Task requirements:
(a) Using the passage about La Indomable below, decide whether each statement agrees with it. Answer yes or no for each, and quote the deciding words from the passage: (i) The telenovela was produced by Julissa for Televisa in 1987. (ii) Elvira Monsell starred as one of the protagonists. (iii) María Fernanda ends her engagement after learning that Gerardo is cheating on her.
(b) Gather every line of the records below that contains the word "butterfly".
— Start of Selected passage —
La Indomable (English title: The indomitable) is a Mexican telenovela produced by Julissa for Televisa in 1987. The story portrays a female version of the play "The Taming of the Shrew" by English playwright William Shakespeare.

Leticia Calderón and Arturo Peniche starred as the protagonists, while Elvira Monsell starred as the antagonist.

Plot 
María Fernanda Villalpando is a beautiful, rich, but arrogant, proud woman who lives on a large family hacienda known as Villa Paraíso, in the company of her father Gonzalo and her friend Cristina. María Fernanda is engaged to Gerardo, a wealthy businessman. She finds out that he is cheating on her, so she breaks off her engagement. Miguel Echánove, a young and humble engineer who is visiting with the Villalpando's falls in love with Maria Fernanda's beauty. Though hurt by Gerardo's betrayal, she does not correspond to Miguel's feelings for her but decides to use him by marrying him to get revenge on Gerardo.
— End of Selected passage —
— Start of Dataset rows —
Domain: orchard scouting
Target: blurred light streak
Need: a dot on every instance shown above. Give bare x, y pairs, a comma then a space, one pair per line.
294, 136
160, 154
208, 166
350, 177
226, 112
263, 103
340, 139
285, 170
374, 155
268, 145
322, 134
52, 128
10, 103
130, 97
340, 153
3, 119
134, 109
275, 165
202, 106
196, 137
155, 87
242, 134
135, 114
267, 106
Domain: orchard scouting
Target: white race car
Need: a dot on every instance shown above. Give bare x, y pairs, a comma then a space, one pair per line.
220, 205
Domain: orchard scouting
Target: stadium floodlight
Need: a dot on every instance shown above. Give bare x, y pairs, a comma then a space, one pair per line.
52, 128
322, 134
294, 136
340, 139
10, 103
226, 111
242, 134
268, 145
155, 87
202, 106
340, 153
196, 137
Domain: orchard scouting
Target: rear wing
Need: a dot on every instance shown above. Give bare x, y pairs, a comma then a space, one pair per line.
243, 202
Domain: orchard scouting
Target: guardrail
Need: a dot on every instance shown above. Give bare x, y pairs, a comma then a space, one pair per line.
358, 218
— End of Dataset rows —
— Start of Dataset rows —
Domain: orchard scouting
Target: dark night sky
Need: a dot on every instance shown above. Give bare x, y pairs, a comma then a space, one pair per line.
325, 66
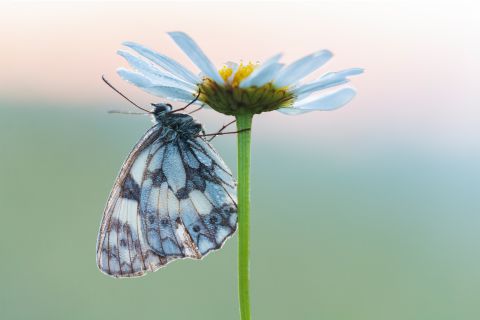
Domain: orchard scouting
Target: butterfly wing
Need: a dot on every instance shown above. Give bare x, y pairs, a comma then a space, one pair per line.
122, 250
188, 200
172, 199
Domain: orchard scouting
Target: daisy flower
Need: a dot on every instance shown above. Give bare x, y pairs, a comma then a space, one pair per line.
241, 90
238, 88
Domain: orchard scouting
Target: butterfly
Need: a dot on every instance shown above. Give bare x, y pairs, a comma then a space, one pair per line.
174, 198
— End of Dataset rows —
— Start of Dataset rows —
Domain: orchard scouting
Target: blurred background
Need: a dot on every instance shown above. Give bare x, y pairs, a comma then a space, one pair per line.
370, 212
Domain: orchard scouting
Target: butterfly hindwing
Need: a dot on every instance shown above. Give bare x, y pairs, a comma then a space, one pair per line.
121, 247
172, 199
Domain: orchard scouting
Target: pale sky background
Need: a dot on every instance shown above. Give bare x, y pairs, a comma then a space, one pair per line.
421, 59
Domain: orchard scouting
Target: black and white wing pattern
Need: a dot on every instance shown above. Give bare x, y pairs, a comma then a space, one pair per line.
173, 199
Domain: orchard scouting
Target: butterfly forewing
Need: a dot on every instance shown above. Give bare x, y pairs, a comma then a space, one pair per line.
— End of Dataset rows —
Written answers:
(a)
(i) Yes: "produced by Julissa for Televisa in 1987"
(ii) No: "Elvira Monsell starred as the antagonist"
(iii) Yes: "She finds out that he is cheating on her, so she breaks off her engagement"

(b)
Target: butterfly wing
Target: butterfly
Target: butterfly hindwing
Target: butterfly forewing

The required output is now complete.